The task: Display each line in the entries below that contains the string "pope". Treat uppercase and lowercase as different.
==================================================
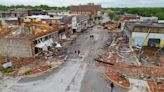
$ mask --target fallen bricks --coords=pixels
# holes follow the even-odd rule
[[[119,87],[122,87],[124,89],[130,89],[130,82],[128,79],[126,79],[123,75],[118,74],[115,71],[107,71],[105,73],[105,78],[107,80],[110,80],[114,84],[118,85]]]

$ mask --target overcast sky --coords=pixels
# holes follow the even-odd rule
[[[3,5],[68,6],[89,2],[101,4],[103,7],[164,7],[164,0],[0,0]]]

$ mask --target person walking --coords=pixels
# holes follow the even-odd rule
[[[80,56],[80,50],[77,51],[78,56]]]
[[[113,88],[114,88],[113,82],[110,84],[110,87],[111,87],[111,92],[113,92]]]

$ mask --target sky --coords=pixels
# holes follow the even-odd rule
[[[164,0],[0,0],[1,5],[69,6],[95,3],[102,7],[164,7]]]

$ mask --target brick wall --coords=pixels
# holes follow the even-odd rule
[[[33,57],[31,41],[25,39],[0,39],[0,57]]]

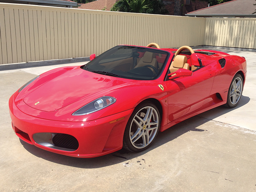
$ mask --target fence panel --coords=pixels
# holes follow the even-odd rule
[[[256,19],[199,18],[0,3],[0,64],[100,54],[118,44],[256,49]]]
[[[256,49],[254,18],[205,19],[204,44]]]

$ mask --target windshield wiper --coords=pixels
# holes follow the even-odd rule
[[[108,75],[108,76],[113,76],[114,77],[122,77],[122,76],[120,76],[113,73],[110,73],[108,71],[92,71],[92,73],[98,73],[99,74],[102,74],[104,75]]]

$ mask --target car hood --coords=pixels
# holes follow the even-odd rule
[[[33,108],[52,112],[110,87],[133,81],[78,68],[46,82],[26,96],[23,101]]]

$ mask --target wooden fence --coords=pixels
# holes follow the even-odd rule
[[[0,3],[0,64],[99,55],[118,44],[151,42],[164,48],[256,49],[255,22]]]
[[[256,19],[206,18],[204,44],[256,49]]]

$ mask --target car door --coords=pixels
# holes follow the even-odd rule
[[[200,68],[192,76],[165,82],[168,98],[168,123],[201,107],[213,81],[211,66]]]

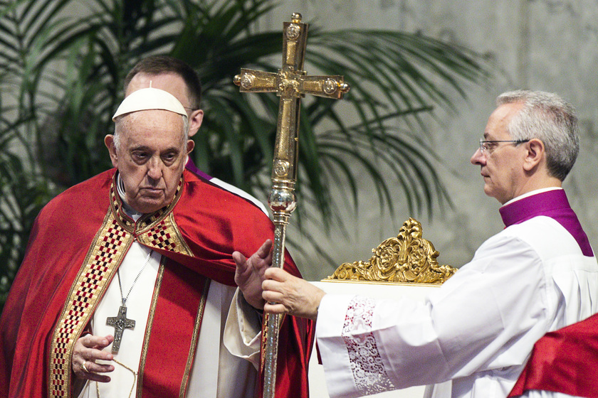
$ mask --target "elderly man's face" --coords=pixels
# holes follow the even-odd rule
[[[113,136],[105,143],[112,164],[125,185],[125,201],[135,210],[152,213],[174,198],[187,154],[193,141],[185,142],[181,115],[159,110],[127,114],[117,125],[118,148]]]
[[[505,104],[490,115],[484,131],[484,139],[510,141],[507,127],[523,104]],[[523,164],[525,157],[525,145],[511,142],[489,143],[488,149],[482,153],[478,149],[471,156],[471,163],[480,166],[484,178],[484,193],[505,204],[522,193]]]

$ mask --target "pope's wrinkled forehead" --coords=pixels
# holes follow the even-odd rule
[[[149,109],[163,109],[187,117],[187,112],[177,97],[163,90],[148,87],[132,92],[127,96],[112,117],[112,121],[123,114]]]

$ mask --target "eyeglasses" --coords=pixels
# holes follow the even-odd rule
[[[498,143],[500,142],[510,142],[511,144],[515,144],[515,145],[519,145],[520,144],[523,144],[524,142],[528,142],[530,141],[529,139],[513,139],[513,140],[484,140],[483,139],[480,139],[480,151],[482,154],[491,154],[493,151],[496,148]]]

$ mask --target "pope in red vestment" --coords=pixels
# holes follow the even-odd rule
[[[73,397],[73,345],[134,242],[164,258],[137,393],[184,397],[209,281],[234,286],[232,253],[249,257],[273,236],[254,205],[187,170],[168,205],[134,221],[116,176],[110,170],[69,188],[38,216],[0,322],[0,397]],[[308,396],[313,334],[310,321],[283,320],[277,397]]]

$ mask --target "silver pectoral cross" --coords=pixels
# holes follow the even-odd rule
[[[120,306],[118,308],[118,315],[110,316],[106,318],[106,325],[114,327],[114,343],[112,343],[112,354],[117,354],[120,348],[120,341],[122,340],[122,331],[125,329],[133,329],[135,327],[135,321],[132,319],[127,319],[127,306]]]

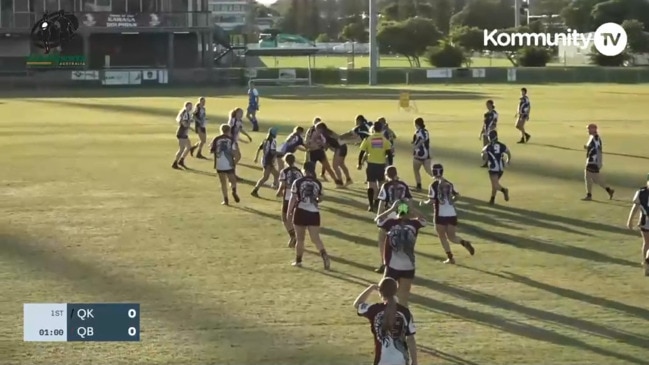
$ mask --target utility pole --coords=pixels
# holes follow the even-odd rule
[[[378,84],[377,74],[379,69],[379,45],[376,42],[376,34],[379,27],[379,10],[376,4],[377,0],[369,0],[370,3],[370,22],[369,22],[369,36],[370,36],[370,74],[369,84],[375,86]],[[518,1],[518,0],[517,0]]]

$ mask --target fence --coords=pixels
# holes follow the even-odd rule
[[[312,69],[315,85],[367,85],[367,69]],[[92,87],[92,86],[243,86],[249,77],[291,80],[308,77],[308,69],[120,69],[95,71],[37,71],[0,76],[0,88],[12,87]],[[282,75],[282,77],[280,77]],[[281,80],[280,80],[281,78]],[[380,69],[381,85],[412,84],[542,84],[542,83],[649,83],[649,68],[471,68],[471,69]]]

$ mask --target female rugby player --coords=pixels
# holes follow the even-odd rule
[[[457,210],[455,201],[460,194],[455,190],[453,184],[444,178],[444,166],[434,164],[432,168],[433,183],[428,188],[428,200],[424,204],[432,204],[435,214],[435,230],[446,253],[445,264],[454,264],[455,258],[451,251],[450,242],[462,245],[469,251],[471,256],[475,255],[475,249],[471,242],[458,237],[455,234],[457,228]]]
[[[396,213],[396,218],[388,218]],[[386,231],[383,248],[385,277],[399,283],[397,297],[399,302],[408,306],[410,288],[415,278],[415,243],[419,230],[426,226],[421,212],[416,210],[410,200],[400,200],[380,216],[376,217],[377,225]]]
[[[282,223],[284,223],[284,228],[288,232],[288,247],[295,248],[295,228],[293,228],[293,222],[288,217],[288,203],[291,200],[291,187],[293,183],[304,177],[302,171],[295,167],[295,155],[292,153],[287,153],[284,155],[284,162],[286,167],[279,172],[279,189],[277,189],[277,196],[282,198]]]
[[[241,149],[239,148],[239,137],[244,135],[248,137],[248,141],[252,142],[252,137],[243,129],[243,109],[236,108],[230,112],[230,121],[228,123],[230,126],[230,134],[232,135],[232,141],[234,145],[234,169],[236,173],[237,164],[241,161]]]
[[[191,101],[185,102],[183,108],[180,109],[176,116],[176,122],[178,122],[178,129],[176,129],[178,152],[176,152],[176,157],[174,158],[174,163],[171,164],[171,167],[174,169],[179,169],[180,167],[187,168],[187,166],[185,166],[185,157],[187,157],[189,150],[192,147],[192,144],[189,141],[189,130],[192,129]]]
[[[415,322],[410,310],[395,299],[398,286],[394,279],[383,278],[379,285],[370,285],[354,301],[356,313],[370,321],[374,365],[417,365]],[[376,290],[383,299],[381,303],[367,303]]]
[[[295,262],[293,266],[302,267],[304,240],[309,232],[311,242],[320,252],[325,270],[331,267],[331,260],[320,238],[320,208],[322,184],[316,179],[314,162],[307,161],[303,168],[304,176],[295,180],[291,186],[291,200],[288,203],[288,218],[295,229]]]
[[[232,198],[237,203],[240,201],[239,195],[237,195],[237,178],[234,175],[234,140],[229,125],[222,124],[219,129],[221,134],[214,137],[210,143],[210,153],[214,155],[214,169],[221,183],[221,194],[223,195],[221,204],[228,205],[228,181],[230,181],[232,189]]]
[[[338,135],[334,133],[334,131],[329,129],[329,127],[327,127],[324,122],[316,124],[316,129],[325,137],[327,146],[334,151],[332,169],[336,173],[338,180],[342,180],[342,177],[344,175],[345,185],[350,185],[352,183],[352,178],[349,175],[349,169],[345,164],[345,158],[347,157],[347,145],[341,142]],[[324,167],[322,169],[322,175],[324,175]]]
[[[601,170],[604,163],[604,152],[602,148],[602,139],[597,132],[596,124],[588,125],[588,142],[584,145],[586,150],[586,171],[584,172],[584,180],[586,183],[586,197],[582,200],[593,200],[593,184],[597,184],[606,190],[608,198],[613,199],[615,190],[606,186],[604,178],[602,178]]]
[[[641,212],[638,226],[642,235],[642,266],[645,276],[649,276],[649,175],[647,175],[646,185],[633,196],[633,206],[626,222],[629,229],[634,228],[633,221],[638,211]]]
[[[279,177],[279,172],[275,168],[275,159],[277,154],[277,128],[273,127],[268,130],[268,135],[266,139],[259,145],[257,149],[257,154],[255,155],[255,163],[259,160],[259,153],[263,152],[261,157],[261,167],[263,169],[263,175],[261,179],[257,181],[257,184],[252,189],[250,195],[254,197],[259,197],[259,188],[261,188],[268,178],[273,175],[273,188],[277,188],[277,178]]]
[[[286,137],[284,143],[279,146],[277,151],[277,170],[282,170],[284,168],[284,161],[282,157],[289,153],[295,153],[297,150],[306,151],[304,147],[304,128],[295,127],[293,132]],[[295,158],[295,156],[293,156]],[[290,186],[289,186],[290,191]]]
[[[488,138],[489,144],[482,149],[482,160],[487,164],[489,180],[491,181],[491,198],[489,198],[489,204],[495,204],[496,194],[499,191],[503,193],[505,201],[508,202],[509,189],[500,185],[500,178],[503,177],[505,166],[509,165],[512,154],[504,143],[498,142],[498,132],[489,132]]]
[[[423,118],[416,118],[414,124],[415,134],[412,137],[412,169],[415,173],[416,189],[421,190],[421,168],[423,167],[427,174],[431,174],[430,134],[428,134]]]
[[[327,159],[327,139],[325,136],[316,128],[316,125],[320,123],[322,119],[316,117],[313,119],[313,125],[309,127],[306,131],[305,136],[305,146],[306,146],[306,160],[313,163],[320,162],[324,171],[326,171],[336,185],[343,185],[342,180],[336,176],[336,173],[331,168],[329,160]]]
[[[207,157],[203,156],[203,146],[205,146],[205,142],[207,142],[207,114],[205,112],[204,97],[198,98],[198,103],[196,103],[192,116],[194,117],[194,130],[196,131],[196,134],[198,134],[199,141],[192,146],[189,153],[194,156],[194,152],[198,150],[196,158],[205,160]]]
[[[376,211],[377,217],[380,216],[384,210],[389,209],[389,207],[391,207],[394,202],[400,200],[412,199],[412,195],[410,194],[410,189],[408,188],[408,184],[399,180],[396,167],[394,166],[386,167],[385,177],[387,178],[388,181],[381,186],[381,189],[379,190],[379,195],[377,197],[377,199],[379,200],[379,206]],[[388,218],[397,218],[397,215],[396,213],[392,213],[390,216],[388,216]],[[385,272],[385,263],[383,262],[384,242],[385,242],[385,231],[379,228],[378,243],[379,243],[379,254],[380,254],[379,257],[381,258],[381,265],[376,270],[374,270],[375,272],[378,273]]]

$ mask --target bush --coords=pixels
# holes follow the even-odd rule
[[[518,50],[518,65],[523,67],[545,67],[552,54],[543,47],[524,47]]]
[[[435,67],[461,67],[466,56],[462,48],[441,42],[439,46],[428,48],[426,59]]]
[[[629,60],[629,55],[627,55],[626,52],[622,52],[617,56],[604,56],[597,52],[597,50],[593,49],[590,52],[589,58],[590,63],[597,66],[620,67]]]

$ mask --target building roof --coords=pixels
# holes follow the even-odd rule
[[[320,52],[320,49],[316,47],[305,47],[305,48],[250,48],[246,51],[246,56],[313,56]]]

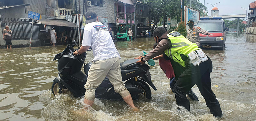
==================================================
Task response:
$ mask --target "pope's wrinkled forehead" --coords=pixels
$ mask --target "pope in red vestment" --coords=pixels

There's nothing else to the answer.